━━━━━ Dataset entries ━━━━━

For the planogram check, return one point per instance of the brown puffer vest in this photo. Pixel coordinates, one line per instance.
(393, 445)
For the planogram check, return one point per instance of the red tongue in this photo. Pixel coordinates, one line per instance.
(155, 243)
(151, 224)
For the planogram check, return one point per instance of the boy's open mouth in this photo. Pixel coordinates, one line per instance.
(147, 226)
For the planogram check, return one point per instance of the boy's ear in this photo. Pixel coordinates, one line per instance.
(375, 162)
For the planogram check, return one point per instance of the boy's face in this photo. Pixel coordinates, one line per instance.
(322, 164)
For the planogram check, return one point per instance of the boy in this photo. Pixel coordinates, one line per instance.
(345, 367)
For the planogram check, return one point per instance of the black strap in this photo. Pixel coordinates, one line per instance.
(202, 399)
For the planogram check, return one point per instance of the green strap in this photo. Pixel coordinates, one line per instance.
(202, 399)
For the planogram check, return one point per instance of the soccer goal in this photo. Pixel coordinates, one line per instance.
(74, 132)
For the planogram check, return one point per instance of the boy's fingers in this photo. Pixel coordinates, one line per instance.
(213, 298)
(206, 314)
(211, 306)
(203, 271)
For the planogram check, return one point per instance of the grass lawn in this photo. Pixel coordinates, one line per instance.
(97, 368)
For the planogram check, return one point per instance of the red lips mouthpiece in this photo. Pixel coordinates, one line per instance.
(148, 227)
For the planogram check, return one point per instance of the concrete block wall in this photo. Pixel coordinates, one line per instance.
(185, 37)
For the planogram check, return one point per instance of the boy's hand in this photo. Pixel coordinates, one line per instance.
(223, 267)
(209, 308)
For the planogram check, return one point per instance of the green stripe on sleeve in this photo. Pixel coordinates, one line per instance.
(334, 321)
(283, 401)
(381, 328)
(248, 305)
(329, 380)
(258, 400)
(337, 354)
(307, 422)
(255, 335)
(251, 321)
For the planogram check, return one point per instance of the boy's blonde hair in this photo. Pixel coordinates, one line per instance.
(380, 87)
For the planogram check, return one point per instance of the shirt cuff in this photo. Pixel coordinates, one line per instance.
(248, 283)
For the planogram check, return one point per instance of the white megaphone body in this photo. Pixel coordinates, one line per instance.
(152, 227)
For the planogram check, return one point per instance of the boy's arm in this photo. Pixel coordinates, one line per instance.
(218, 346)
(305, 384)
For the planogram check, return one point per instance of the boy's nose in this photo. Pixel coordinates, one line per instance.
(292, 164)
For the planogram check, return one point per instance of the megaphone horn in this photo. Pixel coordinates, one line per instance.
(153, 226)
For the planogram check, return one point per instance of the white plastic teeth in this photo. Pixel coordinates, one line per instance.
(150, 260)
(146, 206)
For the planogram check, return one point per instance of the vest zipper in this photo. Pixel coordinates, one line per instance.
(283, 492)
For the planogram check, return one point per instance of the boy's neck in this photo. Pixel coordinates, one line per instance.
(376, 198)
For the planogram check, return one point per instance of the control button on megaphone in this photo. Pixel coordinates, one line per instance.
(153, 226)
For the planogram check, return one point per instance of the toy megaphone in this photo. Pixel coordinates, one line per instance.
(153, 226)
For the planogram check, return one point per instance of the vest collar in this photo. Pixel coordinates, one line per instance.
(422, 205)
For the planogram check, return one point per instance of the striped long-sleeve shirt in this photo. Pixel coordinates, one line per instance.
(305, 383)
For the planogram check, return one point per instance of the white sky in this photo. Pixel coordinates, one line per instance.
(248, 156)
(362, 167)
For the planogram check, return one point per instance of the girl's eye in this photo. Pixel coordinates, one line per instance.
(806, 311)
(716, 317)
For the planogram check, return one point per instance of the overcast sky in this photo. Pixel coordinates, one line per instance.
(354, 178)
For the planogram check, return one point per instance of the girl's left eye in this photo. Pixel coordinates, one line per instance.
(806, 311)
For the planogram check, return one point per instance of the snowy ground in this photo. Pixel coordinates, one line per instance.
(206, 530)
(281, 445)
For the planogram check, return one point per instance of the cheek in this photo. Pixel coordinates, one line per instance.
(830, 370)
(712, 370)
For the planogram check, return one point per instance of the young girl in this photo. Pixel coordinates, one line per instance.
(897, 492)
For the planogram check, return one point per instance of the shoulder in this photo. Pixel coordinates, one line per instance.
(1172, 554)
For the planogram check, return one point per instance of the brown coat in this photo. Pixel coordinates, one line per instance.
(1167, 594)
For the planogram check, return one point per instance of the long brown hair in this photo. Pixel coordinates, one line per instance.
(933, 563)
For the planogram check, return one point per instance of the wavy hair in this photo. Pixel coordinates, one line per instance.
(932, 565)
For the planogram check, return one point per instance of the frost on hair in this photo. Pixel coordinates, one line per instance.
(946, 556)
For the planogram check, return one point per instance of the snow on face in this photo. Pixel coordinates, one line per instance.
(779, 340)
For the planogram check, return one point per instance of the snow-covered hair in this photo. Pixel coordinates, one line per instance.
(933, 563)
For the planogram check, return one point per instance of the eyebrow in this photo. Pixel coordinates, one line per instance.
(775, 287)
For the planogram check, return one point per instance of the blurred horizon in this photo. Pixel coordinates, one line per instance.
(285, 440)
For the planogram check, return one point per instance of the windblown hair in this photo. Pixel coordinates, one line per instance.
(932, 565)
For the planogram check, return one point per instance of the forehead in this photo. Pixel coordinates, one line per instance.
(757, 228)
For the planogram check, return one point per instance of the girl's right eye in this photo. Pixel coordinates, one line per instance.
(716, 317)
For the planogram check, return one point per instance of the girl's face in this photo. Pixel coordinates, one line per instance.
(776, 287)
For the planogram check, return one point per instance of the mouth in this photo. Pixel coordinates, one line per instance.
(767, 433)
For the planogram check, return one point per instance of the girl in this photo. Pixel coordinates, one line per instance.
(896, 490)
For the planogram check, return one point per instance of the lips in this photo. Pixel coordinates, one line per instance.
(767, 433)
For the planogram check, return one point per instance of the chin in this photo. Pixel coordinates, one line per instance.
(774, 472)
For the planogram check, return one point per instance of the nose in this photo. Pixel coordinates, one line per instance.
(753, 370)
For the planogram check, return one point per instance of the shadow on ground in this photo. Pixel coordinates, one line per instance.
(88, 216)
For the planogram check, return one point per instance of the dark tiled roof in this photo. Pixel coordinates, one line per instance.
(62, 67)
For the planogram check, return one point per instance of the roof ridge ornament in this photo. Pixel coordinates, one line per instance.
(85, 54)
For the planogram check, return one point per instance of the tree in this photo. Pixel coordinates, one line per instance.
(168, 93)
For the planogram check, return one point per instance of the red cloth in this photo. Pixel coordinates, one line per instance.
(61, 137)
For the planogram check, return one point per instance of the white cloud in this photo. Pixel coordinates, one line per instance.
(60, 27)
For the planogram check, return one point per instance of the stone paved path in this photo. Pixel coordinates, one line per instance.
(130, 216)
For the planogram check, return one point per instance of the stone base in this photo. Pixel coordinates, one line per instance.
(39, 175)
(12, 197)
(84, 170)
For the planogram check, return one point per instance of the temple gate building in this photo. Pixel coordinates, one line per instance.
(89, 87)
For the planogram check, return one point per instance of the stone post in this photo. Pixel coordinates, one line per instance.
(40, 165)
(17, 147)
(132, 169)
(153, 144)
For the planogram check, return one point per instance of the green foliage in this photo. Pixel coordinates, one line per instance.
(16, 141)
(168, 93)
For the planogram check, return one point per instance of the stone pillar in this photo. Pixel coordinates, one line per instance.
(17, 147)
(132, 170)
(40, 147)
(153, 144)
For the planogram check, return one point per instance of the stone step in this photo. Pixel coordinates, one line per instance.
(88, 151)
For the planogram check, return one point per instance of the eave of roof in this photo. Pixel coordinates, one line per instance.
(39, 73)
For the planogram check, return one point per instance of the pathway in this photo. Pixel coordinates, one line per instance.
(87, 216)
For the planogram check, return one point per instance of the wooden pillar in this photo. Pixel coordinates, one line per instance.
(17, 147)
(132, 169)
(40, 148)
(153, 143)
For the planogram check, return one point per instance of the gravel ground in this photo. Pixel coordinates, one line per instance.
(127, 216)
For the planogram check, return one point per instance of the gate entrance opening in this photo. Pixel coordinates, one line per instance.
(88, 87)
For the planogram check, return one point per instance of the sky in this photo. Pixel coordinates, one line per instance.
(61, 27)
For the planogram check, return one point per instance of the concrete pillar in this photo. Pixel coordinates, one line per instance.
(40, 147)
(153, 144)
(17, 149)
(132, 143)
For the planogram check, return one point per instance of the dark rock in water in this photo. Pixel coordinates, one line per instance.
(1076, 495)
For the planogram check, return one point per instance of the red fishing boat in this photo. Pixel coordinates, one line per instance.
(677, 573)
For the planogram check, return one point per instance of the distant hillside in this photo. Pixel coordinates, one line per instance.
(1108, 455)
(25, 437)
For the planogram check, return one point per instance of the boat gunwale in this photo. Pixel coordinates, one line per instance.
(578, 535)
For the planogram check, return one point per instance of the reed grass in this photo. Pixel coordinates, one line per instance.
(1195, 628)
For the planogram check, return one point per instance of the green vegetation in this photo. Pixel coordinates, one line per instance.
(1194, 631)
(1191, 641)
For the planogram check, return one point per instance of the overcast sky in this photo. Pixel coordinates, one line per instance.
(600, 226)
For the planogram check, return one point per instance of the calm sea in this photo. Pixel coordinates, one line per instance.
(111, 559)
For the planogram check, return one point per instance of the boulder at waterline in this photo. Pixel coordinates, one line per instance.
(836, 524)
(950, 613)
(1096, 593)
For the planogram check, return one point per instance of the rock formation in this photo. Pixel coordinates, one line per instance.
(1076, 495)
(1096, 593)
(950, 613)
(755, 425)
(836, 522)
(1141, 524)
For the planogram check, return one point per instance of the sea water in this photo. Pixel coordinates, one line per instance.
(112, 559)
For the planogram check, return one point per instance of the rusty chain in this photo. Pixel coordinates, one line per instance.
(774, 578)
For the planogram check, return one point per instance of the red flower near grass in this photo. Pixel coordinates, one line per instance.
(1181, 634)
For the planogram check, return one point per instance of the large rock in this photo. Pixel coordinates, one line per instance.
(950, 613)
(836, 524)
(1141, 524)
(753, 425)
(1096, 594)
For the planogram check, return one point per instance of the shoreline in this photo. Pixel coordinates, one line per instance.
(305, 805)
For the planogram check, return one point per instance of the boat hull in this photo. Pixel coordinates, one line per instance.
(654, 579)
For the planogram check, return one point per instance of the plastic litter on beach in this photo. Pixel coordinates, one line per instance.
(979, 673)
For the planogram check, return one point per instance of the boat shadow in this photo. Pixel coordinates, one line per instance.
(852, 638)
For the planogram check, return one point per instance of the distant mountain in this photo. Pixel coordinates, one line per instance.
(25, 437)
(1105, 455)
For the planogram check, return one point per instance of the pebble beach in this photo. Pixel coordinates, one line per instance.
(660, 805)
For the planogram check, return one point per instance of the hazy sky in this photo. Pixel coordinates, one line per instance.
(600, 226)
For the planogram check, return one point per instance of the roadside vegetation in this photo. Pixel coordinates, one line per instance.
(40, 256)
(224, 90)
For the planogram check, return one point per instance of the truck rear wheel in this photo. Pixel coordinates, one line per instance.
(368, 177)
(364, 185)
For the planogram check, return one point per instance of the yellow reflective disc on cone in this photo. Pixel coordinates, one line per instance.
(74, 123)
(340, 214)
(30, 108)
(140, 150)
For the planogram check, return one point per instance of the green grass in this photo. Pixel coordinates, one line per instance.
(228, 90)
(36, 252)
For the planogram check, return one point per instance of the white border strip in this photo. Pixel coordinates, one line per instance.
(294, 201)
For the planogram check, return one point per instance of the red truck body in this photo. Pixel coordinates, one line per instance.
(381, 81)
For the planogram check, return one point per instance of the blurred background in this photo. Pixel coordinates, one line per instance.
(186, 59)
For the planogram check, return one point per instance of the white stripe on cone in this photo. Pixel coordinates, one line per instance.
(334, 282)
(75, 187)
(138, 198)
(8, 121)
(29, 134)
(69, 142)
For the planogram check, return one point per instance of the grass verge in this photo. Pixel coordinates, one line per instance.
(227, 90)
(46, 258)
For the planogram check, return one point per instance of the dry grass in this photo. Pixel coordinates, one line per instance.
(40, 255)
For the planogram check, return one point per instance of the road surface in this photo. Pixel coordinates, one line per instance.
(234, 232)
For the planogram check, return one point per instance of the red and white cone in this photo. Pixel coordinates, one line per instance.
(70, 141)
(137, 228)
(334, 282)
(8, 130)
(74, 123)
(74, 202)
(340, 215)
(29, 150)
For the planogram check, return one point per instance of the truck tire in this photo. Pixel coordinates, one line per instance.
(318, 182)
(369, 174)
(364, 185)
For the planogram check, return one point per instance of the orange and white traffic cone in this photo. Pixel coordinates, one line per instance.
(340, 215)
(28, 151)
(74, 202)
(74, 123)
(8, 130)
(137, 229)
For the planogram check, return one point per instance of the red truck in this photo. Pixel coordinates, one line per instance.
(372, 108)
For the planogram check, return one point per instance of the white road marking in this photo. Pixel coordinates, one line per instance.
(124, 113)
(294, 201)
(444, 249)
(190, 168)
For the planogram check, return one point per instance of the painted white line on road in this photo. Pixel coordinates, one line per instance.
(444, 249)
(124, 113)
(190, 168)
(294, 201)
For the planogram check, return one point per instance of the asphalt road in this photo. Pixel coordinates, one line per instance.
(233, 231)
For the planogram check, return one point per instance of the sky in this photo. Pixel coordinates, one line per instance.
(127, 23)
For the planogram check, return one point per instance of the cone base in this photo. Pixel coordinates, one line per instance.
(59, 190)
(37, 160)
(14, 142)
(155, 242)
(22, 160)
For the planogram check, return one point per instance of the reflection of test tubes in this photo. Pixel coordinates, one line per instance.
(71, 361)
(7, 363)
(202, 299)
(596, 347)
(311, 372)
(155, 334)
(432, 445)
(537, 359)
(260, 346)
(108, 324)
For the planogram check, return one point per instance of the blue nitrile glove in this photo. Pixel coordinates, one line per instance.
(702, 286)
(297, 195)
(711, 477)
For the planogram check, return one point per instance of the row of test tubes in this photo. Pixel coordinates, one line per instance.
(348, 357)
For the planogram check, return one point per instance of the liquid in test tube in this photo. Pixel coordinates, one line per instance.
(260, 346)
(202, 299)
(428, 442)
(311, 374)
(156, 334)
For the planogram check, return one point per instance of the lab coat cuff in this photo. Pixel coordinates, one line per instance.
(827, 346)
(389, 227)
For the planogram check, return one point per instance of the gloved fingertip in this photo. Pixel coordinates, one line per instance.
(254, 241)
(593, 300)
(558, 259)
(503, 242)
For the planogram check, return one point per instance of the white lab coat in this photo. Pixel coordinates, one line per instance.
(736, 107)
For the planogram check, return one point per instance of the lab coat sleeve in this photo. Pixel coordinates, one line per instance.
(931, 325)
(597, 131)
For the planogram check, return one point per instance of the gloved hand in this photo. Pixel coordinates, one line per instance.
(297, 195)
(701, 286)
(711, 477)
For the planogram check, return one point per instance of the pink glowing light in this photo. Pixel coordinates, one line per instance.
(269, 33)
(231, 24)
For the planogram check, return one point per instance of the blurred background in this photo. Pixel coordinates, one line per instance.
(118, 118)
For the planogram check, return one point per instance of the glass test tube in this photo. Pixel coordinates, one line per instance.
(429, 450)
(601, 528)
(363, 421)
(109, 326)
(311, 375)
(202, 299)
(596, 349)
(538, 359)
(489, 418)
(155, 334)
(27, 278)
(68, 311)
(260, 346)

━━━━━

Exercise
Transcribe only what runs from the line with "of the glass" to the last line above, keeping every line exactly as written.

Problem solution
For the planogram check, return one point per instance of the glass test tube in this photo. Pixel coordinates, one line per instance.
(429, 450)
(601, 528)
(363, 421)
(109, 326)
(311, 375)
(202, 299)
(596, 349)
(538, 359)
(489, 418)
(155, 334)
(27, 278)
(68, 311)
(260, 346)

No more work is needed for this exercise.